[Requirement] In the text on the reservation system, take the part that opens with "Native Indians, after" and closes with "much smaller reservations.", and write it out again with "Indian Territory" swapped for "Indian country".

[Text section]
Under the reservation system, American Indians kept their citizenship in their independent tribes, but life was harder than it had been. The reservations were designed to encourage the Indians to live within clearly defined zones. The U.S. promised to provide food, goods and money and to protect them from attack by other tribes and white settlers. Also, some educators and protestant missionaries felt that forcing the Indians to live in a confined space would make it easier to "civilize the savages."
Native Indians, after 1830, found themselves being confined to reservations. But, even the Indian Territory was not safe from white settlers. In 1854, the Federal Government closed the northern half of Indian Territory and created the Kansas and Nebraska Territories. They were immediately opened up to white settlement. Many of the tribes living on the land ended up on much smaller reservations.
The reservation system was a disaster for the Indians as the government failed to keep its promises. The nomadic tribes were unable to follow the buffalo, and conflict among the tribes increased, rather than decreased, as the tribes competed with each other for fewer resources.

[Provided information]

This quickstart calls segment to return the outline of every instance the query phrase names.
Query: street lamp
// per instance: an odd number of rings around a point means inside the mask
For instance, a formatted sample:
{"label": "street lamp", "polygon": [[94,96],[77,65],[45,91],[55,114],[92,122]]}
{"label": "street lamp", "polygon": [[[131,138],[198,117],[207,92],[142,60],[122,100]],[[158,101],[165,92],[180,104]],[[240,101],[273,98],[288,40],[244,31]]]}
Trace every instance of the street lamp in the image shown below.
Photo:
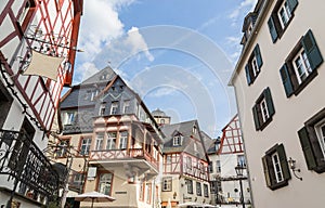
{"label": "street lamp", "polygon": [[242,183],[244,169],[245,169],[245,167],[243,165],[239,165],[239,164],[237,164],[237,166],[235,167],[236,174],[238,177],[239,185],[240,185],[240,203],[243,205],[243,208],[245,208],[244,194],[243,194],[243,183]]}

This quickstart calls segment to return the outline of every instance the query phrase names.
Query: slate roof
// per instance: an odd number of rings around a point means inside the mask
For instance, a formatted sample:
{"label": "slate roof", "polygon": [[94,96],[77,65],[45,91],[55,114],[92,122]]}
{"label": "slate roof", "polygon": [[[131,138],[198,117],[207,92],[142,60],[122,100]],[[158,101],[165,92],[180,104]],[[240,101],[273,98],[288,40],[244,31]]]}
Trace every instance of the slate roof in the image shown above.
{"label": "slate roof", "polygon": [[[105,77],[103,77],[105,76]],[[108,66],[89,77],[78,86],[74,86],[62,99],[61,108],[94,105],[95,101],[84,99],[89,91],[104,88],[116,76],[116,73]],[[100,90],[101,91],[101,90]]]}
{"label": "slate roof", "polygon": [[[197,133],[193,134],[193,127],[197,128]],[[200,159],[206,159],[205,148],[203,144],[203,139],[199,133],[197,120],[190,120],[185,122],[179,122],[173,125],[165,125],[161,128],[162,133],[166,135],[164,143],[164,153],[180,153],[185,152]],[[176,133],[181,133],[183,135],[183,142],[180,146],[173,146],[173,135]],[[196,138],[199,143],[196,143],[197,151],[194,150],[194,142]]]}

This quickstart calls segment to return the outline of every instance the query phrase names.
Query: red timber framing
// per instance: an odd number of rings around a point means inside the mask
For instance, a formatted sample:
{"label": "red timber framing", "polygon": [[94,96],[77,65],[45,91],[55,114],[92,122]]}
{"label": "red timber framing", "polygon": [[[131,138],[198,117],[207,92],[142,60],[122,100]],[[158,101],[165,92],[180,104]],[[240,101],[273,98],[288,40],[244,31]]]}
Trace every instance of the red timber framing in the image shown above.
{"label": "red timber framing", "polygon": [[235,115],[231,121],[222,129],[219,154],[244,153],[243,138],[238,115]]}
{"label": "red timber framing", "polygon": [[[72,84],[82,0],[8,0],[1,8],[2,68],[39,126],[50,130],[63,86]],[[56,81],[21,74],[27,67],[30,49],[65,57]]]}
{"label": "red timber framing", "polygon": [[[118,148],[120,142],[120,132],[128,131],[128,142],[125,150]],[[116,147],[106,150],[108,132],[116,132]],[[96,134],[103,134],[103,148],[95,150]],[[90,161],[116,160],[120,162],[122,159],[145,159],[156,170],[159,169],[160,154],[158,150],[159,141],[153,133],[151,125],[136,121],[134,115],[112,116],[99,118],[94,121],[94,133],[92,135],[92,145],[90,153]]]}
{"label": "red timber framing", "polygon": [[179,173],[205,181],[209,179],[208,162],[186,153],[166,154],[162,167],[164,174]]}

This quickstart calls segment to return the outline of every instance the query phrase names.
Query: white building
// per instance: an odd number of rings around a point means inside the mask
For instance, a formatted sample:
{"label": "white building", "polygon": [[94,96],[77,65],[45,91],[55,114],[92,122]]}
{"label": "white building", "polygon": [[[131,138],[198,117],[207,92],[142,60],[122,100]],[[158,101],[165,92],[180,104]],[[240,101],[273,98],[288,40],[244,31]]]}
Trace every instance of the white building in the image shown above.
{"label": "white building", "polygon": [[325,2],[259,0],[235,88],[255,207],[323,207]]}

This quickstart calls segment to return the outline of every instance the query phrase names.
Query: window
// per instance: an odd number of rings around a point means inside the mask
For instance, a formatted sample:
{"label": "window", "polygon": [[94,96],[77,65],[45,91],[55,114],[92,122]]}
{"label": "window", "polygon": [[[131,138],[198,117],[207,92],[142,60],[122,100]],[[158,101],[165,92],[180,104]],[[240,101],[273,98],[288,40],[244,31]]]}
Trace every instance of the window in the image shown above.
{"label": "window", "polygon": [[263,156],[262,162],[268,187],[276,190],[288,185],[291,176],[283,144],[270,148]]}
{"label": "window", "polygon": [[76,113],[75,112],[66,112],[64,116],[64,125],[73,125],[75,122]]}
{"label": "window", "polygon": [[129,100],[125,101],[123,113],[125,114],[130,113],[130,101]]}
{"label": "window", "polygon": [[100,106],[100,116],[105,115],[105,109],[106,109],[106,103],[102,103]]}
{"label": "window", "polygon": [[250,55],[248,63],[245,66],[246,79],[248,86],[250,86],[259,75],[263,65],[261,51],[259,44],[253,48],[252,54]]}
{"label": "window", "polygon": [[116,115],[118,109],[118,102],[114,101],[110,105],[110,115]]}
{"label": "window", "polygon": [[110,195],[112,188],[112,173],[103,173],[100,176],[99,192],[102,194]]}
{"label": "window", "polygon": [[213,172],[213,162],[209,161],[209,172]]}
{"label": "window", "polygon": [[92,90],[90,95],[90,101],[93,101],[98,94],[99,94],[99,90]]}
{"label": "window", "polygon": [[172,191],[172,178],[167,177],[162,179],[162,192],[171,192]]}
{"label": "window", "polygon": [[95,150],[96,151],[103,150],[103,140],[104,140],[103,134],[98,134],[96,135],[96,141],[95,141]]}
{"label": "window", "polygon": [[322,63],[323,57],[314,36],[308,30],[280,69],[286,96],[298,95],[317,76],[316,69]]}
{"label": "window", "polygon": [[245,156],[244,155],[238,155],[237,156],[237,164],[242,167],[246,167],[246,161],[245,161]]}
{"label": "window", "polygon": [[221,172],[221,162],[220,162],[220,160],[216,161],[216,170],[217,170],[217,173]]}
{"label": "window", "polygon": [[192,170],[192,158],[191,157],[186,157],[186,168],[188,170]]}
{"label": "window", "polygon": [[116,132],[108,132],[107,133],[107,143],[106,150],[115,150],[116,148]]}
{"label": "window", "polygon": [[125,150],[127,148],[128,144],[128,131],[119,132],[119,148]]}
{"label": "window", "polygon": [[274,105],[270,88],[266,88],[252,107],[252,115],[256,130],[263,130],[272,120]]}
{"label": "window", "polygon": [[178,133],[178,134],[176,134],[173,136],[172,145],[173,146],[180,146],[180,145],[182,145],[182,135],[180,133]]}
{"label": "window", "polygon": [[193,181],[190,179],[185,179],[185,184],[187,187],[187,194],[193,194]]}
{"label": "window", "polygon": [[281,5],[277,17],[280,20],[282,28],[284,29],[287,26],[289,18],[291,17],[291,11],[287,1],[285,1]]}
{"label": "window", "polygon": [[88,155],[91,145],[91,138],[83,138],[81,140],[80,155]]}
{"label": "window", "polygon": [[208,186],[208,184],[204,184],[204,194],[205,194],[205,197],[209,197],[209,186]]}
{"label": "window", "polygon": [[69,146],[69,140],[62,140],[57,144],[57,157],[66,157],[67,156],[67,147]]}
{"label": "window", "polygon": [[202,185],[200,182],[196,182],[196,195],[202,196]]}
{"label": "window", "polygon": [[325,172],[325,108],[306,121],[298,135],[308,169]]}
{"label": "window", "polygon": [[274,10],[268,21],[269,30],[272,41],[280,39],[290,21],[298,5],[298,0],[280,0],[276,2]]}
{"label": "window", "polygon": [[196,134],[196,133],[197,133],[197,127],[196,127],[196,126],[193,127],[192,133],[193,133],[193,134]]}

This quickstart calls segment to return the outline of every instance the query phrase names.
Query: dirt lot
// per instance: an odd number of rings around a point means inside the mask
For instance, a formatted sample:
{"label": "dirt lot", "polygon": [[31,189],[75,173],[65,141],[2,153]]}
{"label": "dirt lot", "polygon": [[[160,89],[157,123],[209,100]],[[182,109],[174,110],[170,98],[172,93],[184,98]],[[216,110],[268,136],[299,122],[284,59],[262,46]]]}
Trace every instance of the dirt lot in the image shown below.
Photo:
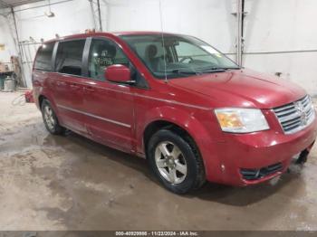
{"label": "dirt lot", "polygon": [[317,150],[276,185],[161,187],[144,159],[50,135],[21,92],[0,92],[0,230],[317,230]]}

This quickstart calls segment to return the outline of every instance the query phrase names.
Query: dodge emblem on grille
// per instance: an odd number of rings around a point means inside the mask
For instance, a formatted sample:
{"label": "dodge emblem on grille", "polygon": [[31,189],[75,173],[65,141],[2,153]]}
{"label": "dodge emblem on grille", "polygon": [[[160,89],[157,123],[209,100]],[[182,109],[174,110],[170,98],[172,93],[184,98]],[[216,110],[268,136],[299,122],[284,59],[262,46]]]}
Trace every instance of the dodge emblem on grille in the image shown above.
{"label": "dodge emblem on grille", "polygon": [[295,103],[295,108],[300,115],[301,118],[301,124],[302,125],[306,125],[307,124],[307,117],[306,117],[306,112],[303,105],[301,102],[296,102]]}

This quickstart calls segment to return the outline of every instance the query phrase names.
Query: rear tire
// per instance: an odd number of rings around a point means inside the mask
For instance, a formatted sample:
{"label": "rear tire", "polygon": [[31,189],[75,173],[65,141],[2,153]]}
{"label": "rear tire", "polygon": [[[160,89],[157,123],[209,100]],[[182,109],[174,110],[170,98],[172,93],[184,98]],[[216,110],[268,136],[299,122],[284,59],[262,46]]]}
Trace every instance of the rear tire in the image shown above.
{"label": "rear tire", "polygon": [[65,132],[65,128],[60,126],[56,114],[47,100],[43,100],[41,110],[45,128],[50,133],[53,135],[61,135]]}
{"label": "rear tire", "polygon": [[161,129],[150,137],[147,147],[151,170],[169,191],[182,194],[205,183],[203,160],[190,137]]}

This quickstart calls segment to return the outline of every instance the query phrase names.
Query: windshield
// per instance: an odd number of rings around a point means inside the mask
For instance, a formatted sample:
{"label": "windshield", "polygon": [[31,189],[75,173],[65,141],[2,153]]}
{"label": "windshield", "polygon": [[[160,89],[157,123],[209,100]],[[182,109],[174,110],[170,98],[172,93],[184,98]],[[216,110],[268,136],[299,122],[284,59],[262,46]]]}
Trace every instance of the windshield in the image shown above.
{"label": "windshield", "polygon": [[120,38],[159,79],[165,78],[165,69],[168,79],[239,69],[223,53],[195,37],[148,34],[121,35]]}

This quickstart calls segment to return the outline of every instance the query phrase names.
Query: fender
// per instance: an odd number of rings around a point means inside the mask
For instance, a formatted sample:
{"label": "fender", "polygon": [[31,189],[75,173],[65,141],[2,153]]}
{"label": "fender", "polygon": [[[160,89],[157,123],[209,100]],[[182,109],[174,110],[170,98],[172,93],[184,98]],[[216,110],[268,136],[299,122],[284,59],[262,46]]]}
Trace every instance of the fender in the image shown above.
{"label": "fender", "polygon": [[[205,111],[206,112],[206,111]],[[217,157],[213,157],[213,147],[216,146],[216,141],[213,140],[207,127],[196,117],[197,113],[201,113],[199,109],[194,109],[191,113],[180,108],[171,106],[162,106],[153,108],[148,110],[144,115],[144,121],[138,121],[139,125],[136,136],[138,141],[137,150],[143,153],[145,149],[143,142],[143,134],[147,127],[155,121],[167,121],[175,124],[186,130],[194,139],[202,156],[207,176],[209,176],[215,171],[210,171],[207,167],[218,167],[219,162]],[[198,114],[197,114],[197,117]],[[215,173],[214,173],[215,174]]]}

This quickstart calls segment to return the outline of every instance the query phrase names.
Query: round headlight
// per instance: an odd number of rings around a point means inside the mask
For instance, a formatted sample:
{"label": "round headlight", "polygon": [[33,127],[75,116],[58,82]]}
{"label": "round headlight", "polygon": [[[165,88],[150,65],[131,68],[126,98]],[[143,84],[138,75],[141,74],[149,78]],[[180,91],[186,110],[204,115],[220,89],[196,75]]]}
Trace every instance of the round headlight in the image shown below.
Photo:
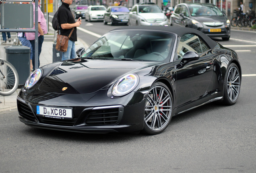
{"label": "round headlight", "polygon": [[128,93],[137,86],[138,80],[138,77],[135,74],[129,74],[123,76],[114,84],[112,94],[118,97]]}
{"label": "round headlight", "polygon": [[118,18],[118,16],[117,16],[117,15],[112,15],[112,17],[113,17],[114,18]]}
{"label": "round headlight", "polygon": [[25,89],[29,89],[32,87],[38,81],[42,76],[42,71],[40,69],[37,69],[32,73],[26,83],[25,83]]}

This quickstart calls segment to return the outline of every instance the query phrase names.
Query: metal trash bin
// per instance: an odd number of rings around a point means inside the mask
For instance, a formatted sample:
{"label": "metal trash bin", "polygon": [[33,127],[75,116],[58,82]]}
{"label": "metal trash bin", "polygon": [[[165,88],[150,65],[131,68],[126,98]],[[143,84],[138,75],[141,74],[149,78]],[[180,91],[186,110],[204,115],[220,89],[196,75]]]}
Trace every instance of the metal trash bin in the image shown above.
{"label": "metal trash bin", "polygon": [[52,62],[60,61],[62,58],[62,52],[56,50],[57,40],[54,42],[52,45]]}
{"label": "metal trash bin", "polygon": [[24,84],[30,74],[30,48],[24,46],[4,47],[6,60],[16,69],[19,84]]}

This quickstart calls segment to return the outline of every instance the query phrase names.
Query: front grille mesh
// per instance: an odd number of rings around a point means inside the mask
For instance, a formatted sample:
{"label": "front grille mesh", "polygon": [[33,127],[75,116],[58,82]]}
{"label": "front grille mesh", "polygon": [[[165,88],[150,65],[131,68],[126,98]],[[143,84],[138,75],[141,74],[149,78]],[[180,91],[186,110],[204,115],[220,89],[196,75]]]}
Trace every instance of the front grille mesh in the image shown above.
{"label": "front grille mesh", "polygon": [[35,121],[35,117],[34,114],[27,105],[17,101],[17,105],[20,115],[28,120]]}
{"label": "front grille mesh", "polygon": [[72,126],[76,121],[76,119],[59,119],[41,116],[37,116],[37,118],[43,123],[65,126]]}
{"label": "front grille mesh", "polygon": [[92,110],[89,113],[85,123],[90,125],[115,124],[118,121],[118,108]]}
{"label": "front grille mesh", "polygon": [[[21,117],[31,121],[35,121],[36,118],[28,105],[19,101],[17,104]],[[78,120],[78,117],[72,119],[59,119],[38,115],[36,117],[41,123],[60,126],[73,126],[81,123],[88,126],[112,125],[117,124],[119,116],[122,116],[119,115],[120,109],[118,107],[87,111],[81,115],[85,119],[82,121],[81,119]],[[123,107],[121,109],[123,109]]]}
{"label": "front grille mesh", "polygon": [[149,23],[159,23],[163,22],[163,19],[147,19],[147,21]]}

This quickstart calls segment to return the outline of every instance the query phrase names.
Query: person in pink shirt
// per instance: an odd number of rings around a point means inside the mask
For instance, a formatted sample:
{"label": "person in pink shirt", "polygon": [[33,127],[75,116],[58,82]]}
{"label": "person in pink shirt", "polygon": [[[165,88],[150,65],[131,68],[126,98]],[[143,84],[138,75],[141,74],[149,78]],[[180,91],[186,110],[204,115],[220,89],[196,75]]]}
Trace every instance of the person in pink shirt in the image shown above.
{"label": "person in pink shirt", "polygon": [[[40,0],[38,0],[38,2],[40,2]],[[35,0],[32,3],[34,8],[34,27],[33,29],[35,29]],[[40,65],[40,62],[39,60],[39,57],[42,50],[42,45],[43,42],[44,37],[43,35],[47,34],[47,25],[46,24],[46,21],[44,18],[43,13],[41,11],[39,7],[38,9],[38,33],[37,34],[38,37],[38,67]],[[35,70],[35,32],[26,32],[26,36],[27,39],[29,40],[31,43],[32,46],[32,64],[33,65],[33,70]]]}

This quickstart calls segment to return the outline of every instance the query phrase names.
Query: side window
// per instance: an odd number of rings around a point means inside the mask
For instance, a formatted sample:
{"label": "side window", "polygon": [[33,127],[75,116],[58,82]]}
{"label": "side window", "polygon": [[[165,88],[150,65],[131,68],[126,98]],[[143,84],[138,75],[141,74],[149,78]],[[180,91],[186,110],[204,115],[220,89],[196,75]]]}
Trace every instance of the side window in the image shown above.
{"label": "side window", "polygon": [[207,45],[197,35],[193,34],[183,35],[180,41],[177,50],[177,59],[182,58],[188,51],[195,52],[200,54],[209,49]]}
{"label": "side window", "polygon": [[181,13],[183,13],[184,14],[184,16],[186,17],[188,17],[188,10],[187,9],[187,8],[185,6],[182,6],[182,8],[181,10]]}
{"label": "side window", "polygon": [[133,12],[133,11],[137,12],[137,6],[134,6],[134,7],[133,7],[132,9],[131,10],[131,11],[132,12]]}
{"label": "side window", "polygon": [[176,10],[175,10],[175,11],[174,12],[176,14],[179,14],[181,12],[181,10],[182,10],[181,6],[179,6],[177,7],[177,8],[176,8]]}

[Output of the task]
Native Indians, after 1830, found themselves being confined to reservations. But, even the Indian country was not safe from white settlers. In 1854, the Federal Government closed the northern half of Indian country and created the Kansas and Nebraska Territories. They were immediately opened up to white settlement. Many of the tribes living on the land ended up on much smaller reservations.